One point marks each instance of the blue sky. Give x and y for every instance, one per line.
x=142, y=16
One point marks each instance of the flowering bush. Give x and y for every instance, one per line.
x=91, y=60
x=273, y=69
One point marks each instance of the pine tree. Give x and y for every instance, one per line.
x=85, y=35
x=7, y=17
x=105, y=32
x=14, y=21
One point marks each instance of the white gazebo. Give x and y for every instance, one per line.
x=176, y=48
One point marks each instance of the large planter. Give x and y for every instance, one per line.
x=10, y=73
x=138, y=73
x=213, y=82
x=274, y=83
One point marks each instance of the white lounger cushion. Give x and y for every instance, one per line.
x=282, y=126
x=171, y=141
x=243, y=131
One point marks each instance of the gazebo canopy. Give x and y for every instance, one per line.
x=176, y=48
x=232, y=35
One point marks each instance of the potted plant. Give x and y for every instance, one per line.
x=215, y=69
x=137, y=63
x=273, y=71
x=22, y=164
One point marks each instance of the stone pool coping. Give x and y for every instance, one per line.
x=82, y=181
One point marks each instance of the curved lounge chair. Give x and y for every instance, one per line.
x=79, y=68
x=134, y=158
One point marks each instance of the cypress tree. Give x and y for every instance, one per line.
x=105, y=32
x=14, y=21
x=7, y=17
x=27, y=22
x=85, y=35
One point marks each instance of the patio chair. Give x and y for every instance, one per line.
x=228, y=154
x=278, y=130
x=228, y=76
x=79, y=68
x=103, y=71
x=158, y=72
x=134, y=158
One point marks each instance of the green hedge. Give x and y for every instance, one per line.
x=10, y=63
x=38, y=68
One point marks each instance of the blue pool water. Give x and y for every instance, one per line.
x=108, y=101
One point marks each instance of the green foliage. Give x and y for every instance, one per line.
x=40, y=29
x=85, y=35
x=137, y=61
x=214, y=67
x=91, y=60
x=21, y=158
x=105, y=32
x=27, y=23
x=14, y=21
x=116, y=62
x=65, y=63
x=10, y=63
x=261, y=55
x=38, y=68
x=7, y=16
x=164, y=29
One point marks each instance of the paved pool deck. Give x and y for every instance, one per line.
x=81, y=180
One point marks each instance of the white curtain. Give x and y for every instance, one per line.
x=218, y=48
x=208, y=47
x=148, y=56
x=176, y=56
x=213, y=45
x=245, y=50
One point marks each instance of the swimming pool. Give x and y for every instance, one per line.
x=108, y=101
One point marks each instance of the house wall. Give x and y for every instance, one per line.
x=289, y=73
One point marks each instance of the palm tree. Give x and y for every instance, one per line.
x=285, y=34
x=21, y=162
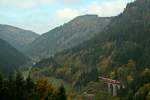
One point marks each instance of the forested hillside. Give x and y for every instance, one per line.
x=120, y=52
x=17, y=37
x=68, y=35
x=10, y=58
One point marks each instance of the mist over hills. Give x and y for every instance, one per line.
x=68, y=35
x=119, y=52
x=17, y=37
x=10, y=58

- - - - -

• [WHAT YOU WILL DO] Repeat the records above exactly, leaving out the pictures.

• [EXERCISE RESPONSE]
One point marks each instance of the blue sky. Give x and y for every instance, one per line.
x=142, y=16
One point marks each instance of the flowering bush. Give x and y for every instance, one per line.
x=91, y=60
x=273, y=69
One point marks each instance of the pine tree. Give x and y for every instance, one per line.
x=85, y=35
x=7, y=17
x=105, y=32
x=14, y=21
One point marks each instance of the white gazebo. Give x and y for every instance, one per line.
x=176, y=48
One point marks each instance of the large planter. Give x and y for every instance, one per line.
x=10, y=73
x=138, y=73
x=213, y=82
x=274, y=83
One point marks each instance of the white lounger cushion. Give x and y for every instance, one per line.
x=282, y=126
x=171, y=141
x=243, y=131
One point marks each instance of the gazebo canopy. Give x and y for every instance, one per line.
x=176, y=48
x=232, y=35
One point marks each instance of the potted plant. Give x and y for every instance, one per line.
x=215, y=69
x=137, y=63
x=273, y=71
x=22, y=164
One point marks each instance of the stone pool coping. Give x and y for every instance, one per line.
x=82, y=181
One point marks each instance of the curved lounge chair. Give x and y for every instance, one per line.
x=79, y=68
x=134, y=158
One point marks each instance of the cypress tree. Give x and y for every instance, one per line.
x=105, y=32
x=14, y=21
x=7, y=17
x=27, y=22
x=85, y=35
One point marks each instance of the patio chair. Give x and y for every instance, one per line.
x=228, y=154
x=278, y=130
x=228, y=76
x=79, y=68
x=103, y=71
x=158, y=72
x=134, y=158
One point marks each instance of the green hedge. Give x and y for every instance, one per line.
x=10, y=63
x=38, y=68
One point marks each instance of the blue pool water. Give x and y for every instance, one per line.
x=108, y=101
One point marks each instance of the green foliage. Give x and y for every instance, one per line.
x=40, y=29
x=85, y=35
x=137, y=61
x=214, y=67
x=91, y=60
x=21, y=158
x=105, y=32
x=27, y=23
x=14, y=21
x=116, y=62
x=65, y=63
x=10, y=63
x=261, y=55
x=38, y=68
x=7, y=16
x=164, y=29
One point marks each instance of the paved pool deck. Give x and y for every instance, one per line.
x=81, y=180
One point marks each instance of the white curtain. Give x and y for every instance, one per line.
x=218, y=48
x=208, y=47
x=148, y=56
x=176, y=56
x=213, y=45
x=245, y=50
One point marks each instance of the swimming pool. Give x and y for every instance, one per line.
x=108, y=101
One point marks each instance of the house wall. Give x and y for every instance, one per line.
x=289, y=73
One point marks each instance of the palm tree. Give x and y for every instance, one per line.
x=285, y=34
x=21, y=162
One point marks each instance of the forested hillside. Give x and y for every instance, one per line.
x=120, y=52
x=17, y=37
x=68, y=35
x=10, y=58
One point marks each instance of the mist over hills. Give x and y for every instance, one per line.
x=68, y=35
x=119, y=52
x=17, y=37
x=10, y=58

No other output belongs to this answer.